What is needed: Write out again the part of the lines that opens with the line containing "Target: white cloud" and runs to the last line, request lines included, shifting every number in the point coordinates up by 116.

Provided records:
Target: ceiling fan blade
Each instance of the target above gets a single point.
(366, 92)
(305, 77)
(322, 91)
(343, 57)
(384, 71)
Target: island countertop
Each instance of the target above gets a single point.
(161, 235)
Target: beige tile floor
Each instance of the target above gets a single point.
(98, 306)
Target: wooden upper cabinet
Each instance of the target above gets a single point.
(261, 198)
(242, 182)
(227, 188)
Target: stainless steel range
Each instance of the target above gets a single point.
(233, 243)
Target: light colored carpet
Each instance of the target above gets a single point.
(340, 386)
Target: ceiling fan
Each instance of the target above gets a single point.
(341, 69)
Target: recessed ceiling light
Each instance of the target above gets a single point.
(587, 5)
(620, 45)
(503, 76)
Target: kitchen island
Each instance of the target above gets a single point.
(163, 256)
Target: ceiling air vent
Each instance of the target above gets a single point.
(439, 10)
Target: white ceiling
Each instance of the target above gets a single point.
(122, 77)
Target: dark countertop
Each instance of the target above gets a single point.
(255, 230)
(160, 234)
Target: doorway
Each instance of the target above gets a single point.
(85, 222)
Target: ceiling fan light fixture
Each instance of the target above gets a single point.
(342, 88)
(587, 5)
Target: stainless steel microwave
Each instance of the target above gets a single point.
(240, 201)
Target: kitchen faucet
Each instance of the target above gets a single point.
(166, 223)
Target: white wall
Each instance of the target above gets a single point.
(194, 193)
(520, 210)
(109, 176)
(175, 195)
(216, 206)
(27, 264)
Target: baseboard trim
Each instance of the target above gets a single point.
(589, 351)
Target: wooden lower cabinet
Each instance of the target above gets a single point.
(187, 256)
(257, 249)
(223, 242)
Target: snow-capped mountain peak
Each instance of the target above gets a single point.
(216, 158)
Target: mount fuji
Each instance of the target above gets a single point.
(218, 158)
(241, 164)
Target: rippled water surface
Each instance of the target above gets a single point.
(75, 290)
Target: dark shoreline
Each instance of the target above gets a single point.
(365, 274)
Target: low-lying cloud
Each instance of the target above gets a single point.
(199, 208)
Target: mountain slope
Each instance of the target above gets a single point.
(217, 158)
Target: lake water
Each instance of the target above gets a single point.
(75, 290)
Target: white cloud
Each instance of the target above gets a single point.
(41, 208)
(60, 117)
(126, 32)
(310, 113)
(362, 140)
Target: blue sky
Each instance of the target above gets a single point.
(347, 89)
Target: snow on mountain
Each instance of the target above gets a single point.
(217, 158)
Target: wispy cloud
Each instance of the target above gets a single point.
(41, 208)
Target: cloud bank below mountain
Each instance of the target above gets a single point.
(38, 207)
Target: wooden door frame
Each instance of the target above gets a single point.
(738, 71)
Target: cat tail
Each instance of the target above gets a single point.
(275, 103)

Response for this exercise:
Target: white cloud
Each instance of the target above gets a single point.
(157, 324)
(176, 233)
(242, 148)
(426, 229)
(478, 256)
Target: blue sky
Each instance of the target above gets a single point.
(463, 205)
Target: snow on mountain
Each instance of the target above gets a single point.
(333, 274)
Target: wispy cloud
Each instance of the target above gets a single point.
(157, 324)
Target: cloud bank below mountain
Each instance of the target above gets a single point.
(154, 323)
Target: wooden door frame
Each instance of the target above gets a single point.
(854, 187)
Target: cat tail
Each instance of the target above gets a single point.
(391, 219)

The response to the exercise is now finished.